TASK TO COMPLETE
Reproduce every item below verbatim, omitting the pictures.
* * * *
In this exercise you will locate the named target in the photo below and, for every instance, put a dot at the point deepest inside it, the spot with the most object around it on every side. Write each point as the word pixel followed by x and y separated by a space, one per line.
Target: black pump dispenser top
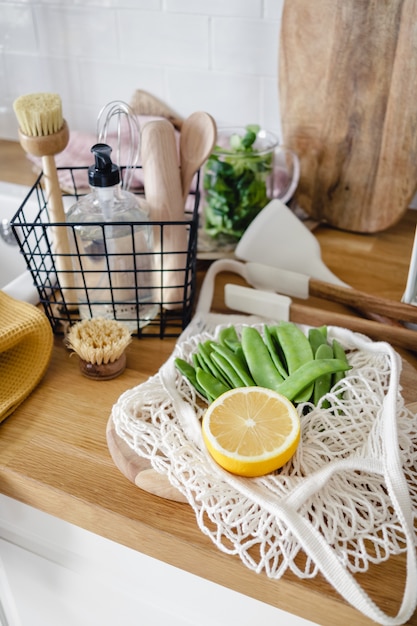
pixel 103 173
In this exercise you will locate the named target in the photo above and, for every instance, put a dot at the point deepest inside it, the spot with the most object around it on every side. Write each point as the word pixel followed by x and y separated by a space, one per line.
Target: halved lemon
pixel 251 431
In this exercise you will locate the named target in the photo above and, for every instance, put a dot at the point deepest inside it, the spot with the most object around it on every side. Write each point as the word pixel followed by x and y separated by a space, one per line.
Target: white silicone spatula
pixel 276 237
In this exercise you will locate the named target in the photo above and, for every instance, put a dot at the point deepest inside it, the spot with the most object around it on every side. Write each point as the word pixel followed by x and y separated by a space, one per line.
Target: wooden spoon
pixel 163 194
pixel 197 140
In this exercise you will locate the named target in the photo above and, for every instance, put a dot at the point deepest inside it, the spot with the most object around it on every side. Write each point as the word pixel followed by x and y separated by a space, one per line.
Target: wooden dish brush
pixel 100 344
pixel 43 132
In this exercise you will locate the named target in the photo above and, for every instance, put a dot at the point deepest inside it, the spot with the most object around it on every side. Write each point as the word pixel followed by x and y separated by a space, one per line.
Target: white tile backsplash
pixel 164 39
pixel 217 55
pixel 245 46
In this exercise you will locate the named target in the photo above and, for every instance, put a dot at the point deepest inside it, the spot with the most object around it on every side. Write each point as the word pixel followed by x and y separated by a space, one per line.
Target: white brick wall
pixel 215 55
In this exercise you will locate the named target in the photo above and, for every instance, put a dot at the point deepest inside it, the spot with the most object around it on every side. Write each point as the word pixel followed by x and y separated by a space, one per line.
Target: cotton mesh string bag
pixel 347 499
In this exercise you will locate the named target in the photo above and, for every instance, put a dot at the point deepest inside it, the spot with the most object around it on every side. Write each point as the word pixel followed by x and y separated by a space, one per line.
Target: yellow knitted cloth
pixel 26 341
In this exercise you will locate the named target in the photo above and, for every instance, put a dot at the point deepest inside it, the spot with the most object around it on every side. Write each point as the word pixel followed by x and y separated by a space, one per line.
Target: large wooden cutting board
pixel 139 471
pixel 348 100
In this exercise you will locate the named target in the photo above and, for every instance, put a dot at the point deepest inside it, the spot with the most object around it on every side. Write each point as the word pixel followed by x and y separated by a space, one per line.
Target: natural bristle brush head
pixel 100 345
pixel 42 128
pixel 39 114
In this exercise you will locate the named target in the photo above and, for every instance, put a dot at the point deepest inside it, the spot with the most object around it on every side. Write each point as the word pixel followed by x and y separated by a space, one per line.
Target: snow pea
pixel 273 351
pixel 339 353
pixel 228 372
pixel 297 351
pixel 306 374
pixel 237 361
pixel 205 352
pixel 316 338
pixel 213 388
pixel 189 372
pixel 260 363
pixel 323 384
pixel 228 337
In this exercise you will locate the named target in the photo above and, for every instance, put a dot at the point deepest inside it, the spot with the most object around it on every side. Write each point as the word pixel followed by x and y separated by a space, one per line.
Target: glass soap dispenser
pixel 112 246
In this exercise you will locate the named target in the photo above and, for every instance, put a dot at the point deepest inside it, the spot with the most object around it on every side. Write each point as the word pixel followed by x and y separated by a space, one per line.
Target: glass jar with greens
pixel 243 173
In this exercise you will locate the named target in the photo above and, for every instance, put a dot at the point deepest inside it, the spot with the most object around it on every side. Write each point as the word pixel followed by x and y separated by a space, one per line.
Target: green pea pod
pixel 306 374
pixel 260 363
pixel 323 384
pixel 316 338
pixel 187 370
pixel 228 373
pixel 273 351
pixel 213 387
pixel 297 351
pixel 228 336
pixel 237 361
pixel 339 353
pixel 205 352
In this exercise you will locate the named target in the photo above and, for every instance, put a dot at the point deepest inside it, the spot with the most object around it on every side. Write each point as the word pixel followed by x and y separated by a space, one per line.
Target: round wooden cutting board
pixel 348 98
pixel 139 471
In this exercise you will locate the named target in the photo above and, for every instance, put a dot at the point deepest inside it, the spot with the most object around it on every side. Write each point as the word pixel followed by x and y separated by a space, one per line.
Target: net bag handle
pixel 389 465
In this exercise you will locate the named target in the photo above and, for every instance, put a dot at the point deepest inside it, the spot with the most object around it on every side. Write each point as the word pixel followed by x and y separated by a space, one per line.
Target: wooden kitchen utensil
pixel 276 306
pixel 302 286
pixel 347 98
pixel 197 140
pixel 163 192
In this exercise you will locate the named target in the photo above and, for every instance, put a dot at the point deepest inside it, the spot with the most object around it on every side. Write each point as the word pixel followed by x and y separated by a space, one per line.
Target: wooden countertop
pixel 54 454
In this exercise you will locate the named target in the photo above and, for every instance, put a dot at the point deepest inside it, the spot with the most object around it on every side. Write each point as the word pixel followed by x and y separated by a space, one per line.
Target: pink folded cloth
pixel 78 154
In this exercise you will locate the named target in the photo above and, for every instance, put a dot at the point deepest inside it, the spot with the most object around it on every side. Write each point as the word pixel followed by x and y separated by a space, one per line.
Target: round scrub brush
pixel 43 133
pixel 100 345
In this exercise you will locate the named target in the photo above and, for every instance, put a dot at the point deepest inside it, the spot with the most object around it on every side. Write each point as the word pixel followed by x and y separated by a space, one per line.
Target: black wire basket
pixel 156 277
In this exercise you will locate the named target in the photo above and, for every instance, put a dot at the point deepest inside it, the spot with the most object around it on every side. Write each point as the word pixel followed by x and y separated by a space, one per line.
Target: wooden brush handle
pixel 399 336
pixel 46 147
pixel 363 301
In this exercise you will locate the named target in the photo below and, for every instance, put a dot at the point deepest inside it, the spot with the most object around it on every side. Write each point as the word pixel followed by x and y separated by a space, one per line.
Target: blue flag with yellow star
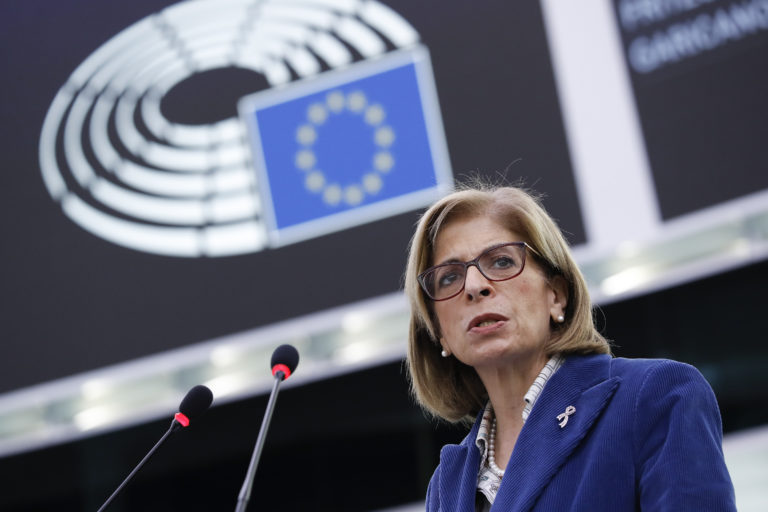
* * * *
TASK RESPONSE
In this exercise you will locate the named target in the photo below and, for every instance, put a dot at the point deepest inside it, the spot with the most object around it on every side. Write each point as the word pixel followed by x and y separated by a space, one per line.
Target: black pump dispenser top
pixel 103 173
In this exercise you will locate the named target in the photo above and, for every instance, put a dot at the point deepest inside it, the spot with the most object around it on every side. Write each point as the word pixel followed by x and y separated by a space, one per line.
Target: halved lemon
pixel 251 431
In this exercise you will locate the named target in the photo above and, for every instance, put a dot at the point deepest inside it, the spot with the most object around it on every side. Write each point as the word pixel followed by x and y separated by a space, one per line.
Target: white silicone spatula
pixel 276 237
In this exercise you will locate the named target in the photo above and, for every instance, put a dot at the point deepest inside it, the spot with the most object around it on every side. Write each point as the word pixel followed by x and y separated by a space, one per line.
Target: wooden spoon
pixel 163 194
pixel 197 140
In this exercise you will locate the named target in the photo above and, for every instance, put a dot at the point deepest inside it, the spot with the most object around it on every side. Write each point as the word pixel followed by x and y separated by a space, one per line.
Target: wooden dish brush
pixel 100 344
pixel 43 132
In this exercise you will locate the named target in the photo above and, for every instance, put a dot at the point deepest inside it, the spot with the most object around it on every side. Write each point as the word pixel followed by x and y separated by a space, one per line.
Target: white tile backsplash
pixel 164 39
pixel 217 55
pixel 245 46
In this exercise you will locate the named target in the photo above and, for every instance, put a dot at the point deepest inside it, the spot with the most object around it on every side. Write each point as the word pixel followed by x and y separated by a space, one per line.
Target: white brick wall
pixel 215 55
In this exercise you will locate the named target in the photo above and, for every instance, put a dot at the point deepest inside it, the spot with the most object around it on every side. Write each point as the word pixel followed by x and y separated by a space, one per line.
Target: cotton mesh string bag
pixel 347 499
In this exercise you will locate the named target in the photo above and, for every instance, put a dot at the point deepest inside it, the spot with the most object around it on every side. Write each point as the word pixel followed by x and y separated by a space, one per line.
Target: yellow knitted cloth
pixel 26 341
In this exercise you will locate the named target in the photo above and, for every instance, put a dot at the point deepest inside it, the spot with the most object around it on every side. Write each point as the word pixel followed by x and y separated by a space, one per line.
Target: large wooden cutting board
pixel 139 471
pixel 348 100
In this exercise you will locate the named target in the photo above and, for every instance, put a dot at the point deepest inside it, the spot with the most object around it on every side. Write each point as the word pixel followed by x and y separated by a space, one per line.
Target: natural bristle brush head
pixel 100 345
pixel 42 128
pixel 39 114
In this exercise you will locate the named target in the photo above and, for every instance, put a dot at the point deepest inside it, the spot with the most object around it on every side. Write each point as the word pixel followed by x and y separated by a space, one per line.
Target: snow pea
pixel 273 351
pixel 339 353
pixel 228 372
pixel 297 351
pixel 306 374
pixel 237 361
pixel 205 352
pixel 316 338
pixel 213 388
pixel 189 372
pixel 260 363
pixel 323 384
pixel 228 337
In this exercise you will locate the named target in the photo above and, for every instance, put a dot at the point deepest inside it, the spot with the most object around it on every side. Write each point as the word pixel followed by x and y separated by a space, one per line.
Target: glass soap dispenser
pixel 112 246
In this exercise you will locate the named target in the photo above and, for every instance, put a dot at the point deepest inside it, the spot with the most object around it on every side. Write each point as the word pixel followed by x and y separated by a space, one per line.
Target: glass jar with greens
pixel 243 173
In this exercise you will locate the named target in the photo above and, for every instance, put a dot at the point deepest inside it, the spot with the most object around it on every side. Write each point as the word pixel followed by x and y separated by a space, one per line.
Target: green pea pod
pixel 306 374
pixel 260 363
pixel 323 384
pixel 316 338
pixel 187 370
pixel 228 373
pixel 273 351
pixel 213 387
pixel 297 351
pixel 228 336
pixel 237 361
pixel 339 353
pixel 205 352
In this exercise you will locate the named target in the photo above and, for every instance, put a dot at the point deepest inside it, the spot with the most object around it on every side. Write each point as the word pixel followed by x and y separated by a space, one per line.
Target: round wooden cutting board
pixel 348 98
pixel 139 471
In this exercise you will locate the named target in the photo above and, for every instance, put a dot at the point deepest inside it, the spot with the most object around it on every side. Write each point as the word pixel followed by x and y separated by a space, one per line.
Target: net bag handle
pixel 389 465
In this exercise you will locate the named target in the photo above and, for every instance, put a dot at the point deepest inside it, the spot with the most object around it on every side. Write each point as the word pixel followed by x and y separated by a space, one per line.
Target: wooden kitchen utensil
pixel 276 306
pixel 302 286
pixel 347 98
pixel 197 140
pixel 163 192
In this exercise you will locate the named target in the photo above and, for every instance, put a dot at the point deepest inside it, the spot with the most object around it on every side. Write each point as the word pixel followed by x and y separated by a space, one per line.
Target: wooden countertop
pixel 54 454
In this exercise you will locate the named target in the photo above and, for every instance, put a dot at the point deepest inside it, the spot with the most object around it on every side. Write each point as the word pixel followed by x and y separated by a space, one per line.
Target: pink folded cloth
pixel 78 154
In this exercise you will locate the named target in the photo above and, for every instance, put a dot at the point deepest inside it, the spot with the most object around it on every side. Write each point as the word pixel followed by x and y separated by a space, one per line.
Target: round scrub brush
pixel 43 133
pixel 100 345
In this exercise you will locate the named target in the photo above and, for every instance, put a dot at the point deepest inside it, the spot with the most object around it on every side. Write each point as the word pixel followed by x and y separated by a space, one per line.
Target: black wire basket
pixel 156 277
In this exercise you will locate the named target in the photo above and, for every instance, put a dot at the point deepest inside it, the spot with the most object around it on every side. Write each point as the word pixel followed by x and y separated by a space, one per line.
Target: wooden brush handle
pixel 399 336
pixel 46 147
pixel 363 301
In this exercise you will locate the named target in the photo below and, for every instance, put a dot at the point deepest inside it, the spot with the most object around it on every side. Write each point as the word pixel followed by x and y separated by a space, one per line.
Target: blue flag with yellow star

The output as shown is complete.